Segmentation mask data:
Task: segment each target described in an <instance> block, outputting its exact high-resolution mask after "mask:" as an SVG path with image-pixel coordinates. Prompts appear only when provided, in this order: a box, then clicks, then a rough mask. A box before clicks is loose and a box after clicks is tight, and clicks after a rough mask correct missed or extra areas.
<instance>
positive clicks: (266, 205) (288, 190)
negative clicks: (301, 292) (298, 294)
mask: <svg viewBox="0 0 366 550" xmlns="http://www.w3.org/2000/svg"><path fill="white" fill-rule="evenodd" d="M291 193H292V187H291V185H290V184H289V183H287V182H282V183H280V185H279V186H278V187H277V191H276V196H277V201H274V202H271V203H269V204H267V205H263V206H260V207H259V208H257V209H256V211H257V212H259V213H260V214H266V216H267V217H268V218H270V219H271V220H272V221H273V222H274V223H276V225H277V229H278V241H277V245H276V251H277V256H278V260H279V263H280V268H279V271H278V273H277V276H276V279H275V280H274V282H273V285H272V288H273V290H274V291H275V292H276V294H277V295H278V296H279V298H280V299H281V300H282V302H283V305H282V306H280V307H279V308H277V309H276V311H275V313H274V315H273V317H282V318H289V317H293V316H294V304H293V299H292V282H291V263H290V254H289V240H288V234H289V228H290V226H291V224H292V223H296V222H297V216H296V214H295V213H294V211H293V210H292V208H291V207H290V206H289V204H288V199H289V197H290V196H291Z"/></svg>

What you need to do:
Convert these lines into a JSON list of strings, one string per line, skipping blank lines. Cover all the records.

Completed exercise:
[
  "Task: segment each target described in an <instance> block, outputting its exact high-resolution mask after \"mask:\" as an SVG path with image-pixel coordinates. Prompts appear only when provided, in this order: a box, then clicks, then a rough mask. A box before clicks is loose and a box after clicks is tight, and clicks after a rough mask correct missed or extra areas.",
  "<instance>",
  "positive clicks: (266, 205) (288, 190)",
  "negative clicks: (301, 292) (298, 294)",
  "mask: <svg viewBox=\"0 0 366 550\" xmlns=\"http://www.w3.org/2000/svg\"><path fill=\"white\" fill-rule=\"evenodd\" d=\"M291 193H292V187H291V185H290V184H289V183H287V182H282V183H280V185H279V186H278V187H277V191H276V196H277V201H274V202H271V203H269V204H267V205H263V206H260V207H259V208H257V209H256V211H257V212H259V213H260V214H266V216H267V217H268V218H270V219H271V220H272V221H273V222H274V223H276V225H277V229H278V241H277V245H276V251H277V256H278V260H279V263H280V268H279V271H278V273H277V276H276V279H275V280H274V282H273V285H272V288H273V290H274V291H275V292H276V294H277V295H278V296H279V298H280V299H281V300H282V302H283V305H282V306H280V307H279V308H277V309H276V311H275V313H274V315H273V317H282V318H289V317H293V316H294V304H293V299H292V282H291V263H290V254H289V240H288V234H289V228H290V226H291V224H292V223H296V222H297V216H296V214H295V213H294V211H293V210H292V208H291V207H290V206H289V204H288V199H289V197H290V196H291Z\"/></svg>"
]